Stored data entries:
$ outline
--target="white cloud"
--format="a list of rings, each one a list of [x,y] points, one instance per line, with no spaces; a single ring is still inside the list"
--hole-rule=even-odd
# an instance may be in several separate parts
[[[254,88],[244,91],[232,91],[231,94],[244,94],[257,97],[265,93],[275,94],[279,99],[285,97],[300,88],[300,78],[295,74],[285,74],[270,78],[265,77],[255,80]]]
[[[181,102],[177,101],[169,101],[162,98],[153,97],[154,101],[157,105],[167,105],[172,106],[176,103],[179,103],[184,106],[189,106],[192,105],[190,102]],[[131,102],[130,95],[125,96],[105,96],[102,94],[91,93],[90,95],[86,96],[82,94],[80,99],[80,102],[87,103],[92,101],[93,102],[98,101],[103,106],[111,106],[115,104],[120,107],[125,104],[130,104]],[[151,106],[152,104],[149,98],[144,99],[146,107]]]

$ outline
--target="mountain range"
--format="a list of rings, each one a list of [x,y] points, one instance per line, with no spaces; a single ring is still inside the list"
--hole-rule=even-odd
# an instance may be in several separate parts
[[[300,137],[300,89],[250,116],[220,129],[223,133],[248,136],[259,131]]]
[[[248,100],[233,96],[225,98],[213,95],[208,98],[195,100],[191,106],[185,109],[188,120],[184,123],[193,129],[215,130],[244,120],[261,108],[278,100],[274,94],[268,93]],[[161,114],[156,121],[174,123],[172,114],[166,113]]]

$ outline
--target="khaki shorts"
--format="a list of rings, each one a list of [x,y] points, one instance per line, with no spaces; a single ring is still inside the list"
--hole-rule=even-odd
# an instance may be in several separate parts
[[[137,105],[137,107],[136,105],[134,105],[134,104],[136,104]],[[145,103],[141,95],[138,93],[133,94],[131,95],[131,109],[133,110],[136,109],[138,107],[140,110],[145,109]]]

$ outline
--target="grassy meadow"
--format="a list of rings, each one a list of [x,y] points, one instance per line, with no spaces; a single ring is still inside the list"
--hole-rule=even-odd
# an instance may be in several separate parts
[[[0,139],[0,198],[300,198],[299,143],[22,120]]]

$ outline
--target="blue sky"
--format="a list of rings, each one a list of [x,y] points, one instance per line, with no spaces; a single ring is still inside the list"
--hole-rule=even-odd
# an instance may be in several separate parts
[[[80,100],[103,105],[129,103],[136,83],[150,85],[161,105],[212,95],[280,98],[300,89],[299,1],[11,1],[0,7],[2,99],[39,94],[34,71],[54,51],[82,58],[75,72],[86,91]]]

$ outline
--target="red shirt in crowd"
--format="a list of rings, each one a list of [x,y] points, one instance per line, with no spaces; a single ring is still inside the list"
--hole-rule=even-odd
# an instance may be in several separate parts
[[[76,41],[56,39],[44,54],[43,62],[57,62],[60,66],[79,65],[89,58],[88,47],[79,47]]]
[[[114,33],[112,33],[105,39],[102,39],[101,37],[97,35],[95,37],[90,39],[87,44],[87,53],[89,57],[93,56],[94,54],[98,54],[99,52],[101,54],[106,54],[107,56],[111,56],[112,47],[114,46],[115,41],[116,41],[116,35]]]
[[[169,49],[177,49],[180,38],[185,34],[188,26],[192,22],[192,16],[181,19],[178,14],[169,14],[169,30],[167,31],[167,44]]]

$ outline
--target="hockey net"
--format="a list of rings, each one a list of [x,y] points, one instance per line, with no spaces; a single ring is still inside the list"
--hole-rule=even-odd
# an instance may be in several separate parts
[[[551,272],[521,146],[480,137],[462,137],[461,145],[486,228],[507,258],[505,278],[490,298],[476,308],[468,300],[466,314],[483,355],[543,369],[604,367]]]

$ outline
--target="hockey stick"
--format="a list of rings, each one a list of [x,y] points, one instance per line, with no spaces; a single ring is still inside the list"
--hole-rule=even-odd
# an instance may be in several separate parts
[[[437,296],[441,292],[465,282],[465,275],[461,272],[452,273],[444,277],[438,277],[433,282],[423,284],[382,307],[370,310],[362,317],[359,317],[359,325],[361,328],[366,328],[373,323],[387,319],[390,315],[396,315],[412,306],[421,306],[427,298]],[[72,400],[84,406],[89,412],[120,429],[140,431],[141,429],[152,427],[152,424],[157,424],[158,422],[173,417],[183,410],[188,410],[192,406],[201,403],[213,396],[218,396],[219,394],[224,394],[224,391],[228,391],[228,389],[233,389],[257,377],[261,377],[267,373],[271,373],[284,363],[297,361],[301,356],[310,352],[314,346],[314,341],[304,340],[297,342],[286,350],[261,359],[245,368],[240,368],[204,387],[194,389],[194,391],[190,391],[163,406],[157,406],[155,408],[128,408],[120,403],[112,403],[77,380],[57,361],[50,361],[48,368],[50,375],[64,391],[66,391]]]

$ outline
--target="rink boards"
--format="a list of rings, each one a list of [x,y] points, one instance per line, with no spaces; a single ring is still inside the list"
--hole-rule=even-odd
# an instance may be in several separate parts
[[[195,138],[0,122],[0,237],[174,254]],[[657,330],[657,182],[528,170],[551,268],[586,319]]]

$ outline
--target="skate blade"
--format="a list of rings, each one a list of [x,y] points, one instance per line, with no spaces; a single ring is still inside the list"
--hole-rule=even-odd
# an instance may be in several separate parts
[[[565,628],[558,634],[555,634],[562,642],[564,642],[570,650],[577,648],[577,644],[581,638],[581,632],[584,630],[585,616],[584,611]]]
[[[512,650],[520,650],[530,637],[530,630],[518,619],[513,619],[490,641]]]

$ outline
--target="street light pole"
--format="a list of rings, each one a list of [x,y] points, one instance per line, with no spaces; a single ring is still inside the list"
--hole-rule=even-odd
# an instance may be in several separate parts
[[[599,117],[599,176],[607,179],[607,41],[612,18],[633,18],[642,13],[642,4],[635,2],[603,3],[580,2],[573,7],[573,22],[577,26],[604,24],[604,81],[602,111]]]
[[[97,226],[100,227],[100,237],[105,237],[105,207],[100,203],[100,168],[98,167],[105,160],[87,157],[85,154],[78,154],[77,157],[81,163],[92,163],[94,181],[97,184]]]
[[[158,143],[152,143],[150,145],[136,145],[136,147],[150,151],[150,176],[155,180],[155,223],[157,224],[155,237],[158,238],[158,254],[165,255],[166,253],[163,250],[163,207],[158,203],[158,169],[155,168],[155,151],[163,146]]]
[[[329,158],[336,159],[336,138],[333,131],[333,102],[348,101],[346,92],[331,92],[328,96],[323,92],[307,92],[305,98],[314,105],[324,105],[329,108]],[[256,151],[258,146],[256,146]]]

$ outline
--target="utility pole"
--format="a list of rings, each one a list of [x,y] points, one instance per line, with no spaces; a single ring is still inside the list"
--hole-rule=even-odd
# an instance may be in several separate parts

TASK DETAILS: Rescale the items starting with the first line and going on through the line containing "[[[0,139],[0,198],[300,198],[299,143],[22,120]]]", writing out every line again. Multiply each x and y coordinate in the answers by 0.35, then round to whole numbers with halves going up.

TASK OUTPUT:
$ outline
--target="white cloud"
--format="a list of rings, each one a list of [x,y] points, one instance per line, with no spaces; a single ring is still inside the list"
--hole-rule=even-odd
# an instance may be in several separate parts
[[[89,31],[85,32],[81,32],[81,33],[85,33],[90,34],[93,33],[96,33],[98,35],[100,34],[105,31],[105,27],[103,26],[100,26],[95,27],[93,27],[89,28]]]
[[[63,36],[62,35],[59,35],[57,34],[54,34],[54,35],[55,37],[58,37],[60,37],[62,36],[63,36],[64,37],[66,37],[67,37],[67,36]],[[46,36],[46,33],[44,34],[37,34],[36,33],[32,33],[32,33],[30,34],[29,33],[28,35],[28,36],[30,36],[32,35],[33,36],[34,35],[36,37],[39,37],[40,36],[42,37],[44,36],[46,36]],[[53,37],[53,36],[52,34],[50,35],[51,37]]]

$ outline
--target="mountain range"
--format="a list of rings, each one a list of [x,y] points, one instance per line, with no spaces; a single ring is still inside the list"
--hole-rule=even-odd
# an instance may be in several separate parts
[[[105,48],[105,31],[88,41],[77,45],[78,47],[87,48],[91,46]]]
[[[87,35],[82,34],[79,34],[75,33],[73,34],[68,35],[67,37],[65,38],[66,42],[64,43],[68,45],[75,46],[85,42],[91,38],[97,35],[96,33],[94,33]],[[56,40],[55,42],[61,43],[60,40],[58,40]]]

$ outline
--target="khaki shorts"
--format="a list of rings, each one a list of [x,y] points, one instance per line, with no spaces; a single ring is still inside the list"
--hole-rule=even-odd
# an instance may be in several separate parts
[[[48,37],[48,37],[48,37],[47,37],[47,36],[48,36]],[[51,36],[49,33],[48,33],[47,33],[46,33],[46,38],[47,39],[48,38],[48,37],[49,39],[51,38]]]

$ outline
--target="grassy meadow"
--format="a list of rings, each one a list of [x,y] points, one instance per line, with no spaces; a single ring is still inside the list"
--hole-rule=even-odd
# an instance may be in several separate parts
[[[0,49],[0,69],[105,69],[105,50],[8,42]]]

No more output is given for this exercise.